**REQUIREMENTS:** Can you transcribe every record below exactly as it appears?

**DATA SHOWN:**
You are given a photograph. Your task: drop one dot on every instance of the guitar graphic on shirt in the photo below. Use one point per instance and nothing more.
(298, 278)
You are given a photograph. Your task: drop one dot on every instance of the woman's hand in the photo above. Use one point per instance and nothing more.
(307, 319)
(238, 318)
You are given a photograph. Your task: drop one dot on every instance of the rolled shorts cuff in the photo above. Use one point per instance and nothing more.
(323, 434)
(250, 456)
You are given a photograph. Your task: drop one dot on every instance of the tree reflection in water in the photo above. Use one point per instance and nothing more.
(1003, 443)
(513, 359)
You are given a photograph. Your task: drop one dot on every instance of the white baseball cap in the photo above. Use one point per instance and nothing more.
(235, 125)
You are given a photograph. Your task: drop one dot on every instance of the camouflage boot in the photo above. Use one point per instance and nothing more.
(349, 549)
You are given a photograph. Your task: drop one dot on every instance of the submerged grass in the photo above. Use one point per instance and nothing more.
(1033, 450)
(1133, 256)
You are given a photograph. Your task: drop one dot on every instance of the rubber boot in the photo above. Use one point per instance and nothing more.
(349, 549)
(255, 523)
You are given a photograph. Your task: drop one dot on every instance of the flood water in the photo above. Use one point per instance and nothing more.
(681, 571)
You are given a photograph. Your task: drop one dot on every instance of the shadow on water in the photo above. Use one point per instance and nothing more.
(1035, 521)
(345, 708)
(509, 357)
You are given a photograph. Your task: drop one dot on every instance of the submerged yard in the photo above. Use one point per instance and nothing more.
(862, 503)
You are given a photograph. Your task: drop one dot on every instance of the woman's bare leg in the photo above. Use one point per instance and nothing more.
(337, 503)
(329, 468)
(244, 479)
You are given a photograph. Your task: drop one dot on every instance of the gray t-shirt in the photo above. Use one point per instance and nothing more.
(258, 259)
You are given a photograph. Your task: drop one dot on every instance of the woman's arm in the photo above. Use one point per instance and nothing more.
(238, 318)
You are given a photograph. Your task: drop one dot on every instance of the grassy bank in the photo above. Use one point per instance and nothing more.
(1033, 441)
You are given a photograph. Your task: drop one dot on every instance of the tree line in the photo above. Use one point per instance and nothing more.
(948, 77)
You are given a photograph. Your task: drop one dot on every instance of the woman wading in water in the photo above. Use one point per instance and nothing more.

**TASK OUTPUT:**
You are given a photograph. Your task: drop one dot on every instance of the guitar graphic on shirt in the photo below. Use one point per instance and nothing more.
(298, 278)
You are given a photograph. Your task: drop one dot on every instance of the woman's hand in the photo above. Use one point per instance and nothing more.
(307, 319)
(238, 318)
You are given a photograph. Your task: drop one dot on every instance of the rolled shorts cuff in the photo above. Use one point per instance and nothing more.
(323, 434)
(250, 456)
You are given a photograph. Your task: drop one dot on every instance of the tree reflection in water in the photo above. Use one point per instance and nothing more.
(1003, 443)
(513, 359)
You are given a photograph. Your task: drop one dot on every instance of the white baseball cap in the photo above. Use one point per instance and nothing more.
(235, 125)
You are given a photograph. Your task: drop one dot on every instance of the camouflage boot in the photo above. Use one point per instance and nothing more.
(349, 549)
You are given a photograph. Your task: drop one dot on every instance of the submerged grass in the photo above. Use one point per instance and nothing more.
(1033, 450)
(1133, 256)
You are given a photograph. Your task: drop one dot on every instance of the rubber boot in the photo above. Use one point per instance and nothing more.
(349, 549)
(255, 523)
You are given a photograph. Your task: drop one dot on every instance of the flood water in the photo above. Use one point per instance and nothing more.
(681, 571)
You are given a photograph. Your task: drop one dot on every instance of the shadow on water in the photo above. Use one point per instance and nothing more.
(1035, 521)
(345, 708)
(509, 357)
You are given a photograph. Your task: drop one dot on every instance of the submerged yard in the photo above. Use one point per instance and nothing more.
(862, 503)
You are given a photograph. Your task: drop one dot on every instance of the woman's bare leg in the photo above. Use one point per instance and nothing more.
(337, 503)
(329, 468)
(244, 479)
You are given a photograph. Your task: drop one dot on every instance of the gray t-shirt in the photo above. Use one point per instance and nothing more.
(258, 259)
You are given a photograph. Your task: drop one dot on every instance of the woman's arm in the photo above. Use one point per instance and nothing more.
(238, 318)
You are given a photograph. Your task: drop one dot on every instance of the grassy bank in the photo above. Use one point per instance and nothing more.
(1033, 441)
You are given a photograph. Your task: drop one dot on every instance of the tree line in the photo above. Use one point per instance and nothing more.
(948, 77)
You are given a photograph. Your task: drop one dot on every instance of the woman wading in water in the photo above. Use one point per instance and nothing more.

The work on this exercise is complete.